YOUR GOAL — Change "keypoint" to "point" in the lines starting at the one containing "of the green" and ending at the last line. Give only those lines, with everything else left as is.

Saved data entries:
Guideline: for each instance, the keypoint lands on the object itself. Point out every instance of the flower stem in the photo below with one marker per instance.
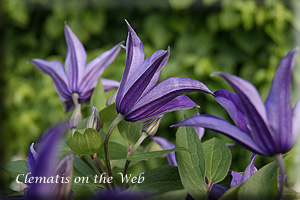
(118, 119)
(131, 152)
(280, 162)
(75, 97)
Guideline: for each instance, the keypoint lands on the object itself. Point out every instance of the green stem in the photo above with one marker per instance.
(75, 97)
(137, 144)
(118, 119)
(280, 162)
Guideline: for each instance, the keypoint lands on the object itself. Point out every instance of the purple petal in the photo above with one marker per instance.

SOLUTION FOR THIS EXERCISE —
Guideline: for each instance, the point lands on the object itself. Point out every instance of the green stem in the photo above with one marker per instance.
(75, 97)
(137, 144)
(118, 119)
(280, 162)
Guideline: for each instance, the point lands on the object itself. Point out every instance of the purple petal in the photo above with one marker per instance.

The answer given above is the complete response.